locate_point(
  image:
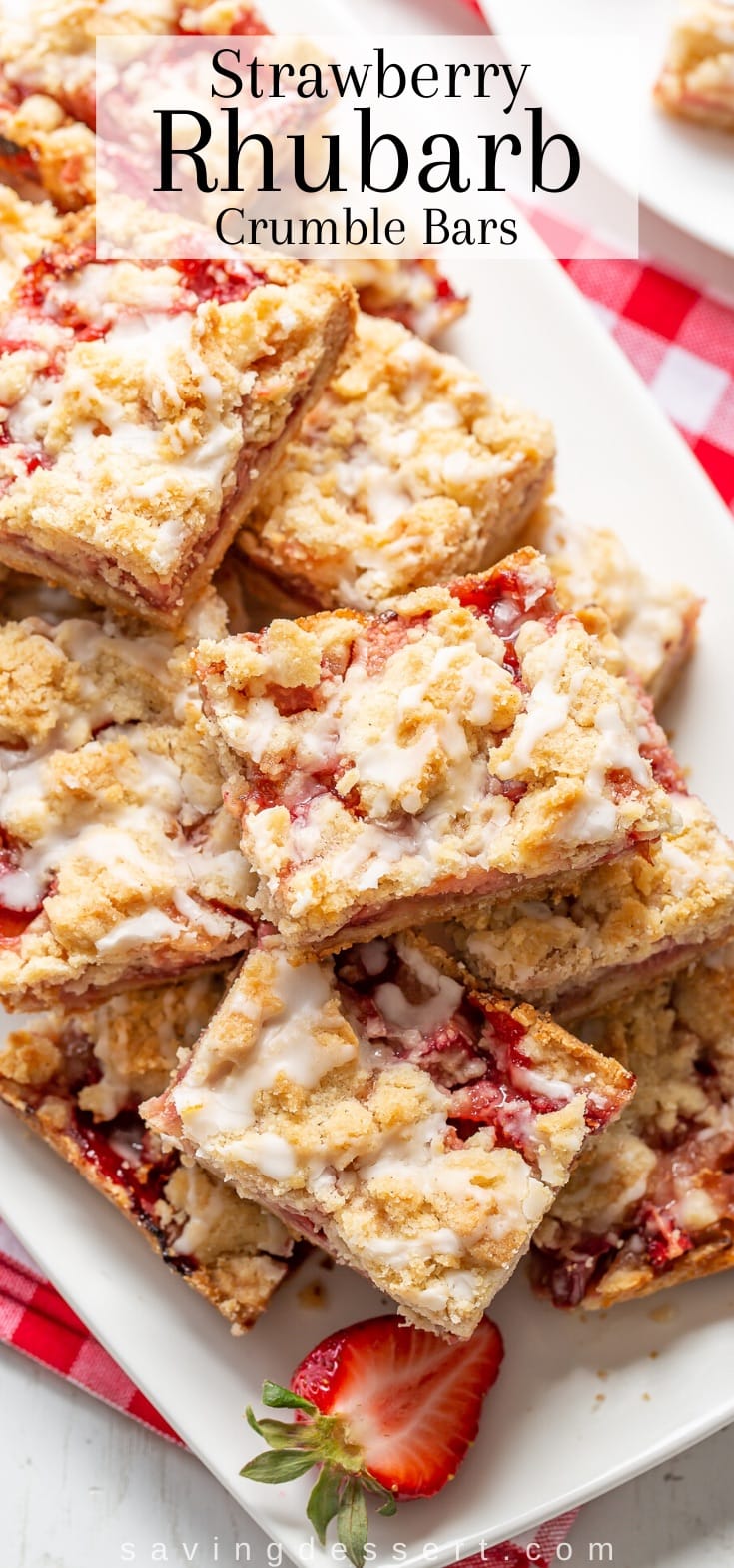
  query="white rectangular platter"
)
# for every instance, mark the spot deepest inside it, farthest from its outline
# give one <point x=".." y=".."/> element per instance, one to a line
<point x="686" y="171"/>
<point x="546" y="1441"/>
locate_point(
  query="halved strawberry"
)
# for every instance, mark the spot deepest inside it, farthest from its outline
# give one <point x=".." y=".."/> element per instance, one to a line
<point x="381" y="1408"/>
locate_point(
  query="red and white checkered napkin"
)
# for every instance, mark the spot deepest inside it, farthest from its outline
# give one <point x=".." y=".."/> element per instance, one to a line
<point x="36" y="1320"/>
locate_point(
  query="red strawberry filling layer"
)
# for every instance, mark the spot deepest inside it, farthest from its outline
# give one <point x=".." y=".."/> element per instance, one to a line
<point x="654" y="1234"/>
<point x="478" y="1054"/>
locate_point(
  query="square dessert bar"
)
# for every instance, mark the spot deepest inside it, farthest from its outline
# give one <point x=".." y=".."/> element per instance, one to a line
<point x="411" y="292"/>
<point x="616" y="929"/>
<point x="378" y="1105"/>
<point x="77" y="1079"/>
<point x="698" y="74"/>
<point x="25" y="230"/>
<point x="466" y="743"/>
<point x="143" y="404"/>
<point x="654" y="623"/>
<point x="47" y="88"/>
<point x="651" y="1202"/>
<point x="403" y="473"/>
<point x="118" y="861"/>
<point x="41" y="145"/>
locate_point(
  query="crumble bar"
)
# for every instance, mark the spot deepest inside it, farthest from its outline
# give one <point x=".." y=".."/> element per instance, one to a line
<point x="47" y="80"/>
<point x="651" y="1202"/>
<point x="412" y="1127"/>
<point x="698" y="76"/>
<point x="143" y="404"/>
<point x="77" y="1079"/>
<point x="656" y="624"/>
<point x="403" y="473"/>
<point x="466" y="743"/>
<point x="411" y="292"/>
<point x="25" y="230"/>
<point x="618" y="927"/>
<point x="118" y="861"/>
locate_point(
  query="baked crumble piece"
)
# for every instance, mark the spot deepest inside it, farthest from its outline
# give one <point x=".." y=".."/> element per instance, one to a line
<point x="25" y="230"/>
<point x="466" y="743"/>
<point x="651" y="1201"/>
<point x="77" y="1078"/>
<point x="143" y="404"/>
<point x="41" y="145"/>
<point x="47" y="90"/>
<point x="389" y="1112"/>
<point x="411" y="292"/>
<point x="656" y="623"/>
<point x="698" y="76"/>
<point x="118" y="861"/>
<point x="403" y="473"/>
<point x="616" y="929"/>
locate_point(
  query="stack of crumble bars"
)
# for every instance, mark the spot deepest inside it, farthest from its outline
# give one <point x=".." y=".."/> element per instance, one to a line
★ ★ ★
--- GIVEN INSTRUCTION ---
Count the lines of the material that contain the string "white", treating uppercase and lowercase as different, and reply with only that number.

--- THE COMPLETED TASK ---
2